* _TASK GOAL_
Transcribe the data exactly, stopping after the "box: [0, 8, 217, 202]" line.

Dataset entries
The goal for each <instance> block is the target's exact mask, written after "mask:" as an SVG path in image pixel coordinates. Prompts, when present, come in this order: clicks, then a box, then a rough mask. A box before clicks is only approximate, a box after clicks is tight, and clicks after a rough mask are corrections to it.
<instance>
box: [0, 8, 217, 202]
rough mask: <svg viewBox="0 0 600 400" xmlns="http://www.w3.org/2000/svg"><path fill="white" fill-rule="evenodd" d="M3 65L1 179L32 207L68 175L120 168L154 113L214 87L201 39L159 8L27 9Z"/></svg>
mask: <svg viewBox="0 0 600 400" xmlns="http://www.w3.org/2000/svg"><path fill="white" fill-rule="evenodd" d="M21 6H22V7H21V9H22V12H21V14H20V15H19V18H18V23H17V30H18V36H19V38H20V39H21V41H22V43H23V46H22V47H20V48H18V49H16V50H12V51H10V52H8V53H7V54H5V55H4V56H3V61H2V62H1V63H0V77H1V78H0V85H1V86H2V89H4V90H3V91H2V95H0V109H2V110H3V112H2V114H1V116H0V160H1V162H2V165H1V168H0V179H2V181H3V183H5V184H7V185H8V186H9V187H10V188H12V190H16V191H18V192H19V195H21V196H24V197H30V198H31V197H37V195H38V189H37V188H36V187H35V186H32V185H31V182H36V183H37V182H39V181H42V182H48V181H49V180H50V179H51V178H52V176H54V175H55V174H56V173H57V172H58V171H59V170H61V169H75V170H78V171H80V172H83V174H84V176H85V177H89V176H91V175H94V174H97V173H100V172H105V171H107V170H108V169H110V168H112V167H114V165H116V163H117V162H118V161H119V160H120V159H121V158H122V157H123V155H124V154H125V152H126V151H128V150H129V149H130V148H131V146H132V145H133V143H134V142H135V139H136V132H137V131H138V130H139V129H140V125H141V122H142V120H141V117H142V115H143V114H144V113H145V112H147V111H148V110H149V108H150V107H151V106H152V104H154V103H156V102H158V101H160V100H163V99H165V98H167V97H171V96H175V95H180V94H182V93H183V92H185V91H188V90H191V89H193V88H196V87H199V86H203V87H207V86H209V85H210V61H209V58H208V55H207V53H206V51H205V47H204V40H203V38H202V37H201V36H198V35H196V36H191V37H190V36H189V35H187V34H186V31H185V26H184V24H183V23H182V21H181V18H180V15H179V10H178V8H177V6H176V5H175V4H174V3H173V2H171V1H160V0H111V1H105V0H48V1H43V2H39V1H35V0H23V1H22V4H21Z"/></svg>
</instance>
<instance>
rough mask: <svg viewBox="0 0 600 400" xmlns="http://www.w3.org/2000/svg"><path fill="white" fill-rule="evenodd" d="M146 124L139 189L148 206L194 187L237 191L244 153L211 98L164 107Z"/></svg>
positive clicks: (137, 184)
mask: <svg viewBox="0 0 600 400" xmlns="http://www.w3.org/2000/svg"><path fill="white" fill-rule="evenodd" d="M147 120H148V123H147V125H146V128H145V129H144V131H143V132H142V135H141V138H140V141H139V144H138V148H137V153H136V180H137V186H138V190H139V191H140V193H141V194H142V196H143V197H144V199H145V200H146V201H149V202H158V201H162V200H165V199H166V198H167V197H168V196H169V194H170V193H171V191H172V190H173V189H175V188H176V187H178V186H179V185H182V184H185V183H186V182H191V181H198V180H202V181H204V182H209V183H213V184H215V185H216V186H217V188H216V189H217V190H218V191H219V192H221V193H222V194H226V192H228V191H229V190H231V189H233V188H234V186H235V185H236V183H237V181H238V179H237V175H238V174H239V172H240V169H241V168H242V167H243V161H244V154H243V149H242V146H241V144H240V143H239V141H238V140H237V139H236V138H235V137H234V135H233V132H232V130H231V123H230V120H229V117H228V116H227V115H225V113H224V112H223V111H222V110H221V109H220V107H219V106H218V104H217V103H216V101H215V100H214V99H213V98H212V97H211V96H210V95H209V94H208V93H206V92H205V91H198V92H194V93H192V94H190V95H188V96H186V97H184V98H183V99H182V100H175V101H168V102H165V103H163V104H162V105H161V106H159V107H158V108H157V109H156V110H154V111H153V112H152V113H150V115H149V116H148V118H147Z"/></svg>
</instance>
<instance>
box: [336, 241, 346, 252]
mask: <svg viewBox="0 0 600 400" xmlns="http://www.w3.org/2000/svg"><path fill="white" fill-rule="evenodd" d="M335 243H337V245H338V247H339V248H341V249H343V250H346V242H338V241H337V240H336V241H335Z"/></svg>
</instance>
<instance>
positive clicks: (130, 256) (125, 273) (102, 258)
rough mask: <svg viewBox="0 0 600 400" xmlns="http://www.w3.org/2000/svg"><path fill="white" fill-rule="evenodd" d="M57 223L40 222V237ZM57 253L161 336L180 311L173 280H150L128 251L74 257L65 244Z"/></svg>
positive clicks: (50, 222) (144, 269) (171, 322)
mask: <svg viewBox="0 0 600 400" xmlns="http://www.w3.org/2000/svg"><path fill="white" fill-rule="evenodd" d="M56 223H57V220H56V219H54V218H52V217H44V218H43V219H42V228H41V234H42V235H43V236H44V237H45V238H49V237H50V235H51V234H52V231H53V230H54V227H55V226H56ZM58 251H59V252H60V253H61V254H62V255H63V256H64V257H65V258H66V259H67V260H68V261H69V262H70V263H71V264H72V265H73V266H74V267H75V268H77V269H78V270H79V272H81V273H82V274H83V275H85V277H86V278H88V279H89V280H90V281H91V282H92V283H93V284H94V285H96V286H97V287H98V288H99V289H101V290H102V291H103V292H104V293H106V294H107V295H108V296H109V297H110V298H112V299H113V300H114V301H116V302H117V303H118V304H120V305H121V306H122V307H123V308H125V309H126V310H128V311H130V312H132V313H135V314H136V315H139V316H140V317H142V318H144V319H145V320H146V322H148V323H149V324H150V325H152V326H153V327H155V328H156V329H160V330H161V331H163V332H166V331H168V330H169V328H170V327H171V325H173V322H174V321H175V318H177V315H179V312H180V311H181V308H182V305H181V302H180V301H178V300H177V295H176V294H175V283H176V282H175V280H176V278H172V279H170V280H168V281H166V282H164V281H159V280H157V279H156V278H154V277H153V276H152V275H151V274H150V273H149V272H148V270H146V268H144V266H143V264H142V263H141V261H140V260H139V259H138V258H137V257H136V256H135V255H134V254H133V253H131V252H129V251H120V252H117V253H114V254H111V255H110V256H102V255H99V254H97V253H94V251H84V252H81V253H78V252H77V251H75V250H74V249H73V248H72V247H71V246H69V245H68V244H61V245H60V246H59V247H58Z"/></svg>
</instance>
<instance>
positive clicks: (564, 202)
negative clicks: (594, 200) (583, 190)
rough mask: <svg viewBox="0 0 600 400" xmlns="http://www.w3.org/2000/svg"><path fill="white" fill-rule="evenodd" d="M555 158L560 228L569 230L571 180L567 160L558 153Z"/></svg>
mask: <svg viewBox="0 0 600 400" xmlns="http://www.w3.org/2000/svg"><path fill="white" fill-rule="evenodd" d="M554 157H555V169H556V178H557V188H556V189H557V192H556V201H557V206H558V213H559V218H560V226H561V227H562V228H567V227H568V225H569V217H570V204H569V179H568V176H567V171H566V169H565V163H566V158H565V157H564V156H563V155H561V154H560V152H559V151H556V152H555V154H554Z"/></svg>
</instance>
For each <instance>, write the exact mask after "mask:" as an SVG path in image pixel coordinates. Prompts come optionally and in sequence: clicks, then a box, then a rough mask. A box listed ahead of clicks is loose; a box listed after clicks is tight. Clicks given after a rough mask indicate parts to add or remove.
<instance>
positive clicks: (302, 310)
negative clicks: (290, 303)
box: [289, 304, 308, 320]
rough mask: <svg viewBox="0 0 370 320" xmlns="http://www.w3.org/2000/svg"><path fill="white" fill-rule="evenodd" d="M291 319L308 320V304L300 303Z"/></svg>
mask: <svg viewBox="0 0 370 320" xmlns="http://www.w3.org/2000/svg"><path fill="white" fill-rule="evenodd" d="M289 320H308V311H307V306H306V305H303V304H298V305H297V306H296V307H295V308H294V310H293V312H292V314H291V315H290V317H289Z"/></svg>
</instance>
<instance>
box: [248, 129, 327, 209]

* _ANSWER_
The goal for each <instance> block is the target's exact mask, written after "mask:" as an SVG path in image pixel coordinates. Prompts, when present, come in this order: clicks, then a box, then a rough mask. A box before clicks is only approximate, a box after clicks is tight, and clicks after a rough mask are corrections to it.
<instance>
box: [0, 8, 217, 202]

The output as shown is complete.